_MATERIAL_.
******

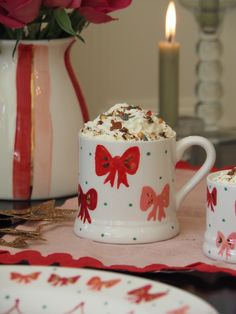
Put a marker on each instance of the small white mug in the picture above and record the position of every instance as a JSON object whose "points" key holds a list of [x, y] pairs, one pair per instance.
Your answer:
{"points": [[127, 190], [220, 236]]}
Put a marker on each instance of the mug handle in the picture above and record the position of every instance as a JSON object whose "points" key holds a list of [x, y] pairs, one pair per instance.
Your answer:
{"points": [[181, 146]]}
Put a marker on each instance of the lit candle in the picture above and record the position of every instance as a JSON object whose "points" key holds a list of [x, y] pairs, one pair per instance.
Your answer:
{"points": [[169, 70]]}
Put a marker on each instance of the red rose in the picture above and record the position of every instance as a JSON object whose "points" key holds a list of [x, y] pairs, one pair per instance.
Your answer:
{"points": [[18, 13], [72, 4], [95, 11]]}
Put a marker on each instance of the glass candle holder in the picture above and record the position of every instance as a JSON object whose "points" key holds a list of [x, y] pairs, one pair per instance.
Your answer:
{"points": [[209, 15]]}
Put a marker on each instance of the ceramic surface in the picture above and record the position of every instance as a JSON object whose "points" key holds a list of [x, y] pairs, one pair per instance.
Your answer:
{"points": [[41, 111], [220, 235], [127, 189], [44, 290]]}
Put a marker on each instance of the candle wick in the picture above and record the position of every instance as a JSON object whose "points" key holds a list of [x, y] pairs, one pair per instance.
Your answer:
{"points": [[170, 38]]}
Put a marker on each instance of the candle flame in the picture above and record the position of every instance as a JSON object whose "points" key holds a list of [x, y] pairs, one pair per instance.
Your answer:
{"points": [[170, 22]]}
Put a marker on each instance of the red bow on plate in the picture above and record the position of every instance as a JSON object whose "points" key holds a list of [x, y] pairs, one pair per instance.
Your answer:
{"points": [[87, 201], [143, 294], [225, 244], [150, 198], [106, 164], [96, 283], [211, 198]]}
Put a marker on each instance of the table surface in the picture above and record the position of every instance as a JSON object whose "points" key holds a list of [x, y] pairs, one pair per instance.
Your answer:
{"points": [[219, 289]]}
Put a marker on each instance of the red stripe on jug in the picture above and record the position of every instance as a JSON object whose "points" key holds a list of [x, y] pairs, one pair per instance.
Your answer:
{"points": [[22, 148]]}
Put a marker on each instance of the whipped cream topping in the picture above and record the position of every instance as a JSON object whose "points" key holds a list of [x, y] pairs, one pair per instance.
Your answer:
{"points": [[228, 176], [125, 122]]}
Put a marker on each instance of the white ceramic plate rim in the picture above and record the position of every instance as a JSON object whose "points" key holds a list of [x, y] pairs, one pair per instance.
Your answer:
{"points": [[61, 290]]}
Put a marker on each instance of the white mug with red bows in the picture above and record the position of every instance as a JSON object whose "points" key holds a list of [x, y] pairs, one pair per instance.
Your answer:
{"points": [[220, 236], [127, 188]]}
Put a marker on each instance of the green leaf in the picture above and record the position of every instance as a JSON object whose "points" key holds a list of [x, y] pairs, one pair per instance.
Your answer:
{"points": [[63, 21]]}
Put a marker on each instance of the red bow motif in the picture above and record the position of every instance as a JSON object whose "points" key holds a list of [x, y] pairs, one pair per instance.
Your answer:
{"points": [[225, 244], [211, 198], [97, 284], [143, 295], [56, 280], [181, 310], [86, 201], [24, 278], [106, 164], [150, 198]]}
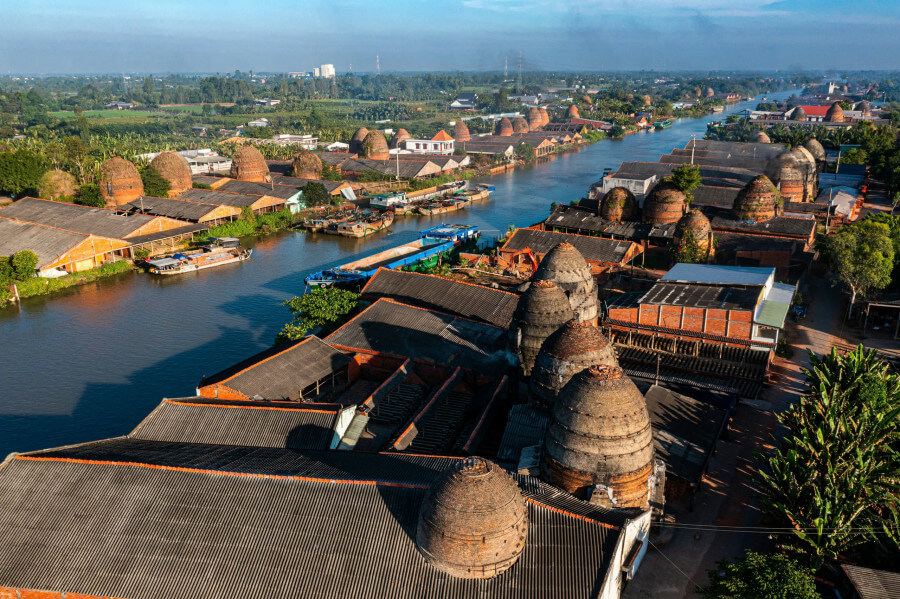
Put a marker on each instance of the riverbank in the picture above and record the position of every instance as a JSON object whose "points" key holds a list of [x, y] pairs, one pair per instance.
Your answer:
{"points": [[36, 286], [157, 336]]}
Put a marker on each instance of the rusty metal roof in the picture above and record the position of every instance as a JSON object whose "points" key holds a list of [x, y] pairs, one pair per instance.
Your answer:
{"points": [[150, 520], [477, 302], [248, 423]]}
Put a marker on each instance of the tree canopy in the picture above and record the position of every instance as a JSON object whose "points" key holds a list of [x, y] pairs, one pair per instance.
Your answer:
{"points": [[757, 575], [861, 256], [686, 178], [321, 307], [835, 478]]}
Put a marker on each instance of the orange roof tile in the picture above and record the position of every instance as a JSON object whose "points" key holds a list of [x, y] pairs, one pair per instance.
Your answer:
{"points": [[441, 136]]}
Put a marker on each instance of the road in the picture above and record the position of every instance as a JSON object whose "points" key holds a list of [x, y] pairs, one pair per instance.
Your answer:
{"points": [[727, 497]]}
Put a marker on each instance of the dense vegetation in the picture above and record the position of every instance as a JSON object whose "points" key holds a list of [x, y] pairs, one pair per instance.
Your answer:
{"points": [[834, 480], [321, 310]]}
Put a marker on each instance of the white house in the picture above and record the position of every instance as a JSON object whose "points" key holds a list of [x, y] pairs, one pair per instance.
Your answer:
{"points": [[439, 144]]}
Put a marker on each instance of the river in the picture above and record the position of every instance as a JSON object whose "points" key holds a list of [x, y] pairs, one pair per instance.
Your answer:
{"points": [[93, 361]]}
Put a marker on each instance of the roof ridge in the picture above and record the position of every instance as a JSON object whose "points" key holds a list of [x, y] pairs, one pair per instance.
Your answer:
{"points": [[294, 477]]}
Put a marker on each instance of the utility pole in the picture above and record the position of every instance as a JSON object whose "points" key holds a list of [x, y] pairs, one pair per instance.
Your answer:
{"points": [[519, 83]]}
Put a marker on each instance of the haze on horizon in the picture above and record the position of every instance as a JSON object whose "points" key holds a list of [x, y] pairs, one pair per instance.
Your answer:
{"points": [[87, 36]]}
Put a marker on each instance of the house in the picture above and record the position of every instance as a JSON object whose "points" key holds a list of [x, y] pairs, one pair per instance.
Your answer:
{"points": [[730, 305], [58, 251], [148, 505], [296, 371], [261, 197], [395, 329], [441, 143], [184, 210], [465, 102], [603, 255], [476, 302], [137, 231]]}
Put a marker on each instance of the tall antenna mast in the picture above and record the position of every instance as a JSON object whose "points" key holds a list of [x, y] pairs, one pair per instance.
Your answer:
{"points": [[519, 82]]}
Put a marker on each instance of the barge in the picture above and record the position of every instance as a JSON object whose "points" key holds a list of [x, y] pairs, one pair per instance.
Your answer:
{"points": [[433, 244], [222, 251]]}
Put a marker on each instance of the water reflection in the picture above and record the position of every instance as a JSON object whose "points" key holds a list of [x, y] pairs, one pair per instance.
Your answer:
{"points": [[93, 361]]}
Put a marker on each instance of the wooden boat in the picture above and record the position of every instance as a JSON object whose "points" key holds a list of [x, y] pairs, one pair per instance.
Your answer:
{"points": [[432, 244], [225, 251], [365, 226]]}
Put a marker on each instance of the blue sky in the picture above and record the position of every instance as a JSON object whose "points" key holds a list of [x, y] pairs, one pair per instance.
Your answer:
{"points": [[52, 36]]}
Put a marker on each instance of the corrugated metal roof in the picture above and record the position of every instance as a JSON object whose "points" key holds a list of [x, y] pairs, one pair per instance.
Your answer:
{"points": [[181, 209], [594, 249], [398, 329], [873, 584], [48, 243], [162, 529], [71, 217], [219, 198], [715, 274], [250, 188], [719, 297], [526, 427], [469, 301], [253, 424], [167, 234], [281, 371]]}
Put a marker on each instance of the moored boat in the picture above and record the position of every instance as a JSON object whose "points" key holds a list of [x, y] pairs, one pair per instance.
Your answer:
{"points": [[226, 250], [432, 245], [363, 227]]}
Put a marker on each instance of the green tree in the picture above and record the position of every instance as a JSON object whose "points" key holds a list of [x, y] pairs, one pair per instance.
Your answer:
{"points": [[315, 194], [855, 156], [834, 477], [524, 152], [20, 172], [687, 250], [24, 264], [89, 195], [155, 185], [686, 178], [321, 307], [861, 256], [758, 576]]}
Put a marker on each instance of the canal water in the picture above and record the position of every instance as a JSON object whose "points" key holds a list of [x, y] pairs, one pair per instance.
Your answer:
{"points": [[92, 362]]}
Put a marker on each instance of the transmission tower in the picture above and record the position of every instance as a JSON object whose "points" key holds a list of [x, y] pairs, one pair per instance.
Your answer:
{"points": [[519, 82]]}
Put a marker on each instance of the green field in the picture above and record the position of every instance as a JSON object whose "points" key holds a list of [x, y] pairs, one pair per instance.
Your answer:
{"points": [[105, 114]]}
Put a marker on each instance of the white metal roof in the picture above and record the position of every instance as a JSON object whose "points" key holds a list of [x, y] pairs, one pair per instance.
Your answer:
{"points": [[719, 275]]}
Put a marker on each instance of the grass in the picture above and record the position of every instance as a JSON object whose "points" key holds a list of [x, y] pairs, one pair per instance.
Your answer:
{"points": [[106, 114], [40, 286]]}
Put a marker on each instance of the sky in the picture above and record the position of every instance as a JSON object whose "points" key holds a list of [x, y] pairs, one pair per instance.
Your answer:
{"points": [[191, 36]]}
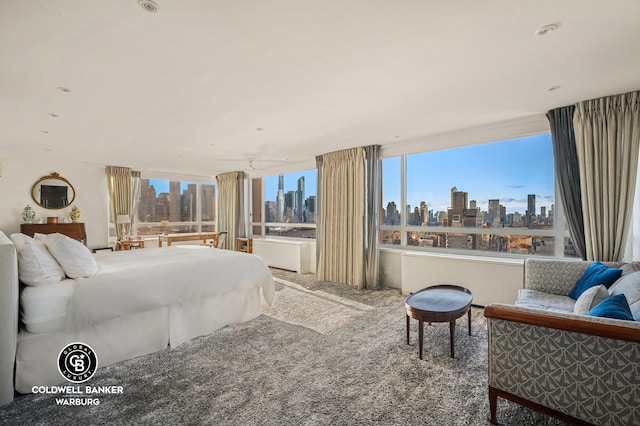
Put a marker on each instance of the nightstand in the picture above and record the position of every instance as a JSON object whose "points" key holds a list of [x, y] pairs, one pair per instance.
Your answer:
{"points": [[244, 245], [130, 244]]}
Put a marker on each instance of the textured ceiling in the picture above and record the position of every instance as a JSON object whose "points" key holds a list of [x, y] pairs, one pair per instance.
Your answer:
{"points": [[202, 86]]}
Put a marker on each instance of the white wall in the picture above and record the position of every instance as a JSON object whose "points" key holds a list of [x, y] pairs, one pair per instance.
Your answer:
{"points": [[490, 279], [89, 182]]}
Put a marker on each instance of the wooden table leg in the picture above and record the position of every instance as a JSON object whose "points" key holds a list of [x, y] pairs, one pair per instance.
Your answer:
{"points": [[452, 334], [420, 337], [408, 321]]}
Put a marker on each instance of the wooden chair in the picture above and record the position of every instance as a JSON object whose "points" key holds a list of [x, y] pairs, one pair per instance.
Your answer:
{"points": [[217, 241], [222, 236]]}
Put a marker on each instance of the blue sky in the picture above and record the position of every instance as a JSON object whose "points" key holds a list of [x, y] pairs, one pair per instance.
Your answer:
{"points": [[507, 170], [291, 184]]}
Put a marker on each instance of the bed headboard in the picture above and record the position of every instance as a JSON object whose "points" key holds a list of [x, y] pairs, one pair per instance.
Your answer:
{"points": [[9, 290]]}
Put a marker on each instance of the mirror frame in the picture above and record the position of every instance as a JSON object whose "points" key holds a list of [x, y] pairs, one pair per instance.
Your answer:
{"points": [[52, 176]]}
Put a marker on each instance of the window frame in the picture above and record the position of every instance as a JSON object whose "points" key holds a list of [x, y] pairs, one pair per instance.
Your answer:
{"points": [[559, 232], [263, 224], [198, 222]]}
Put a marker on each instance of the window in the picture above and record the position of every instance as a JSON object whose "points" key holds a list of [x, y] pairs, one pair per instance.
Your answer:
{"points": [[494, 197], [175, 207], [285, 205]]}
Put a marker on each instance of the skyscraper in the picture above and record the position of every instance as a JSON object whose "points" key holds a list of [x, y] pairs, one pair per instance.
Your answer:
{"points": [[531, 208], [300, 200], [280, 200]]}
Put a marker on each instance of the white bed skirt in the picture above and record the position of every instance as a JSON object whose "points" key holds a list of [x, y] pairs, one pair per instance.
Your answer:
{"points": [[134, 335]]}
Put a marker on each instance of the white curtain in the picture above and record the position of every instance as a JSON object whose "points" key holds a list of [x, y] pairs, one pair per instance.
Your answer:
{"points": [[124, 188], [231, 206], [341, 228], [607, 132], [373, 195]]}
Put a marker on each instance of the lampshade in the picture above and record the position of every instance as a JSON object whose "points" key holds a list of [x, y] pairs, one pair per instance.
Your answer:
{"points": [[123, 218]]}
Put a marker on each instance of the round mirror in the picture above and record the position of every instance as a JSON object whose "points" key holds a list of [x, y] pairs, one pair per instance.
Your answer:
{"points": [[53, 192]]}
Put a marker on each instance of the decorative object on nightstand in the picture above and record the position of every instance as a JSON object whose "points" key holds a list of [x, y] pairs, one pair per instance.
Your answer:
{"points": [[165, 224], [131, 243], [122, 221], [74, 214], [28, 214]]}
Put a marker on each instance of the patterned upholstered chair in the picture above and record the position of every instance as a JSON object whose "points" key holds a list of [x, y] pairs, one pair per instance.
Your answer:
{"points": [[578, 368]]}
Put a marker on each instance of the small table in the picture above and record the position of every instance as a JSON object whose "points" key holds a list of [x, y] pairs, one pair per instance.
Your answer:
{"points": [[190, 236], [244, 245], [131, 243], [439, 303]]}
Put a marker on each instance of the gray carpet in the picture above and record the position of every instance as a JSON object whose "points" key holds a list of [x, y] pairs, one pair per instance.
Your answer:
{"points": [[324, 354]]}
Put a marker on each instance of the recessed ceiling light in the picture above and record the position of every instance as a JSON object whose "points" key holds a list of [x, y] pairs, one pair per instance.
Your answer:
{"points": [[148, 5], [547, 29]]}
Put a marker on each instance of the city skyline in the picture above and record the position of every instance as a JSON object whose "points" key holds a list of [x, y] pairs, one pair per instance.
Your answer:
{"points": [[507, 170]]}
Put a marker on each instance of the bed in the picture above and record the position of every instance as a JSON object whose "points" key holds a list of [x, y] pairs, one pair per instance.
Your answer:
{"points": [[135, 303]]}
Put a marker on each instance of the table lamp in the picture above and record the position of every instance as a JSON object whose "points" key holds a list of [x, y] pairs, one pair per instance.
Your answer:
{"points": [[123, 220]]}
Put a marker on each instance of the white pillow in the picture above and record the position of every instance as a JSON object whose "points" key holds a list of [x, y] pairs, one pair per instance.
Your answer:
{"points": [[19, 240], [36, 266], [590, 298], [74, 257]]}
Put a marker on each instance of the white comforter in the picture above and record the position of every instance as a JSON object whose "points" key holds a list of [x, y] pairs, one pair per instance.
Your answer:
{"points": [[140, 280]]}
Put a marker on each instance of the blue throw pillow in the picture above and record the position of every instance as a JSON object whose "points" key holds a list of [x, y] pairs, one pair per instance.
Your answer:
{"points": [[596, 274], [615, 307]]}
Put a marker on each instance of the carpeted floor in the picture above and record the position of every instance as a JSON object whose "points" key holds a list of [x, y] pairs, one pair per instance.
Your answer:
{"points": [[323, 354]]}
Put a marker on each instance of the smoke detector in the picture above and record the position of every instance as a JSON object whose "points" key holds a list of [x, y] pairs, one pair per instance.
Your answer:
{"points": [[546, 29], [148, 5]]}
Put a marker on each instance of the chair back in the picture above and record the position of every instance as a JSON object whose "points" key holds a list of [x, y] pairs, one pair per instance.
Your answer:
{"points": [[221, 239]]}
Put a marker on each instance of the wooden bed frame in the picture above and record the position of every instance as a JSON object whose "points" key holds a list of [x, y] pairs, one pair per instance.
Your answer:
{"points": [[28, 360]]}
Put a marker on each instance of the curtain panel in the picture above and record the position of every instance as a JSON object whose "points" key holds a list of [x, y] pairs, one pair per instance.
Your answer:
{"points": [[231, 206], [123, 185], [568, 172], [373, 196], [342, 213], [607, 132]]}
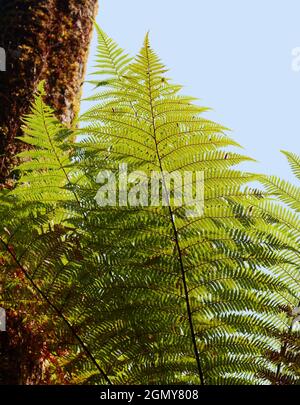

******

_QUÉ SE PIDE_.
Transcribe cada línea de los registros en la que aparezca la palabra "roof".

_TAREA TERMINADA_.
Put a marker on each instance of the rusty metal roof in the picture above and record the position of every instance as a JSON object whose "points" key holds a list of [x, y] pairs, one pair per instance.
Put a marker on each instance of the orange roof tile in the picture above and record the position of every instance as a JSON object whose "points" key holds a list of [x, y] pairs, one pair per instance.
Put a marker on each instance of the roof ridge in the picture above and record the position of every instance as a JSON object whose "points" key holds a list of [x, y] pairs, one pair per instance.
Put a marker on each instance of the corrugated metal roof in the picture above and record the position of every instance as a JSON object whose "points" key holds a list of [x, y] pairs, one pair per instance.
Put a marker on each instance of the white metal roof in the picture above and record the position of every instance as a JSON object whose "points" key holds a list of [x, y] pairs, one pair per instance.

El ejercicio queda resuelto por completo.